DIRECTION A >> From the webfetch tool specification, copy the stretch from "Acceptance Criteria" through "required parameter (url)".
* start TEXT TO READ *
Large web pages can produce Markdown that exceeds the AI model’s context window. The tool supports output truncation:

  • Default limit: 50,000 characters (configurable)
  • Truncation happens at a paragraph/block boundary (not mid-sentence)
  • Truncated output ends with \n\n[Content truncated at {limit} characters]
  • The AI model can request a higher or lower limit via the max_length parameter

Tool Definition

Field Value
Name webfetch
Description Fetch a web page and return its content as Markdown
Parameters url (string, required): The URL to fetch
  max_length (integer, optional): Maximum output length in characters. Default: 50000
Required Permissions INTERNET
Timeout 30 seconds
Returns Markdown string of the page content, or error object

User Interaction Flow

1. User: "What does the Jsoup homepage say?"
2. AI calls webfetch(url="https://jsoup.org")
3. WebfetchTool:
   a. Fetches HTML via OkHttpClient
   b. Parses with Jsoup
   c. Extracts main content area
   d. Converts to Markdown via HtmlToMarkdownConverter
   e. Truncates if needed
4. AI receives clean Markdown, summarizes for the user
5. Chat shows the webfetch tool call result

Acceptance Criteria

Must pass (all required):

  • webfetch tool is registered as a Kotlin built-in tool in ToolRegistry
  • The JS webfetch.js and webfetch.json are removed from assets/js/tools/
  • Same tool name (webfetch) and same required parameter (url)
  • HTML pages are parsed with Jsoup and converted to Markdown via DOM traversal
  • Content extraction correctly identifies <article> or <main> content areas
  • Noise elements (<script>, <style>, <nav>, etc.) are stripped before conversion
  • Non-HTML responses (JSON, plain text, etc.) return the raw body
  • HTTP errors return an error object with status code and message
  • Output is truncated at a configurable character limit (default 50,000)
  • Truncation occurs at a block boundary, not mid-word
  • Nested HTML structures (lists, tables) are correctly converted
  • All Layer 1A tests pass

Optional (nice to have for V1):

  • Language/charset detection from Content-Type header
  • <meta> description extraction as a summary line
  • Support for selector parameter to extract specific CSS selectors

UI/UX Requirements

This feature has no new UI. The replacement is transparent:

  • Same tool name appears in tool lists
  • Same parameters accepted
  • Tool call display in chat is unchanged

Feature Boundary

Included

  • Kotlin WebfetchTool implementation using Jsoup
  • HtmlToMarkdownConverter utility class with DOM-based traversal
  • Jsoup dependency addition to build.gradle.kts
  • Removal of JS webfetch.js and webfetch.json from assets
  • Update to ToolModule registration
  • Output truncation with configurable limit

Not Included (V1)

  • JavaScript rendering (SPA/dynamic pages) – deferred to FEAT-022
  • Response caching
  • PDF or binary content extraction
  • Cookie or authentication support
  • Readability scoring (full Mozilla Readability algorithm)
  • Proxy configuration

Business Rules

  1. webfetch only accepts HTTP and HTTPS URLs
  2. webfetch follows redirects (up to 5 hops, consistent with OkHttpClient defaults)
* end TEXT TO READ *
* start INFORMATION SHOWN *
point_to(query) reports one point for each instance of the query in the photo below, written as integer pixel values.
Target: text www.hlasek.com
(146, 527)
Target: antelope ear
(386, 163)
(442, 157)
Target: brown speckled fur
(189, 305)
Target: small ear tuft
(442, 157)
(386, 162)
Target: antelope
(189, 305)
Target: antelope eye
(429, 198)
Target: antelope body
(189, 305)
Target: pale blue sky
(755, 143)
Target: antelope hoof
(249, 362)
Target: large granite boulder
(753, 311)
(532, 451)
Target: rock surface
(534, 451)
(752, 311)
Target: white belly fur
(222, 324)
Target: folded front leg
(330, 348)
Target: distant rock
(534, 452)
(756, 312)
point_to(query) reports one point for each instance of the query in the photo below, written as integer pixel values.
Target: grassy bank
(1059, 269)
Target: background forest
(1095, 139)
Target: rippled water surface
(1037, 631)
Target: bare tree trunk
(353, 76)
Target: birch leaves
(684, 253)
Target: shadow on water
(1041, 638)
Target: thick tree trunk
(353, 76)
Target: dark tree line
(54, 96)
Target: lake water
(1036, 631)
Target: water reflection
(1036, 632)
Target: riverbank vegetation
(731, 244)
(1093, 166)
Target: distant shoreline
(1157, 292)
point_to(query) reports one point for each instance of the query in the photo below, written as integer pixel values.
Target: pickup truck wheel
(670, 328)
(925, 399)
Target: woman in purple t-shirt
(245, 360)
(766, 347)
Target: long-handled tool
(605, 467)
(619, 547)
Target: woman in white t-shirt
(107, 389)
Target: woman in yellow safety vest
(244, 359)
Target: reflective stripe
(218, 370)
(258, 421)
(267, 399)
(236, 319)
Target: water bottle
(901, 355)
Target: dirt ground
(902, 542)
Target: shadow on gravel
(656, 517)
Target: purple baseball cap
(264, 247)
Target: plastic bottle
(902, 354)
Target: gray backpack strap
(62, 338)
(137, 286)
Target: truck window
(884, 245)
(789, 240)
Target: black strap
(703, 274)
* end INFORMATION SHOWN *
DIRECTION B >> Recast the entries from the line containing "Target: reflective stripe" through the end of the entries as a Markdown table with the columns Number and Entry line. Give one row per line and omit blank lines.

FINISHED ANSWER A >>
Acceptance Criteria

Must pass (all required):

  • webfetch tool is registered as a Kotlin built-in tool in ToolRegistry
  • The JS webfetch.js and webfetch.json are removed from assets/js/tools/
  • Same tool name (webfetch) and same required parameter (url)

FINISHED ANSWER B >>
| Number | Entry line |
|---|---|
| 1 | Target: reflective stripe |
| 2 | (218, 370) |
| 3 | (258, 421) |
| 4 | (267, 399) |
| 5 | (236, 319) |
| 6 | Target: water bottle |
| 7 | (901, 355) |
| 8 | Target: dirt ground |
| 9 | (902, 542) |
| 10 | Target: shadow on gravel |
| 11 | (656, 517) |
| 12 | Target: purple baseball cap |
| 13 | (264, 247) |
| 14 | Target: plastic bottle |
| 15 | (902, 354) |
| 16 | Target: gray backpack strap |
| 17 | (62, 338) |
| 18 | (137, 286) |
| 19 | Target: truck window |
| 20 | (884, 245) |
| 21 | (789, 240) |
| 22 | Target: black strap |
| 23 | (703, 274) |